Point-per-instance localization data
_____

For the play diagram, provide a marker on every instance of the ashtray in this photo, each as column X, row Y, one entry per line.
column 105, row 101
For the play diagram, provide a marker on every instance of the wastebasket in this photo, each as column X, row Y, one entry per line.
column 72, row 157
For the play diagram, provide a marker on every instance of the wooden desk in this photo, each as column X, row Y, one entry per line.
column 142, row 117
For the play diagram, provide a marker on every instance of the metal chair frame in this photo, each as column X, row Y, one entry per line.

_____

#### Task brief:
Would you be able to transcribe every line of the data exactly?

#### Answer below:
For the play diagram, provide a marker on every instance of the ashtray in this photo, each as column X, row Y, one entry per line.
column 105, row 101
For the play diagram, provide a marker on every instance of the wastebasket in this photo, each as column X, row Y, one entry per line.
column 72, row 157
For the play diagram, provide a marker on every instance of the wooden desk in this photo, each as column X, row Y, one entry per line.
column 142, row 117
For the play diagram, provide a marker on every instance of the metal chair frame in this photo, each as column X, row Y, one entry per line.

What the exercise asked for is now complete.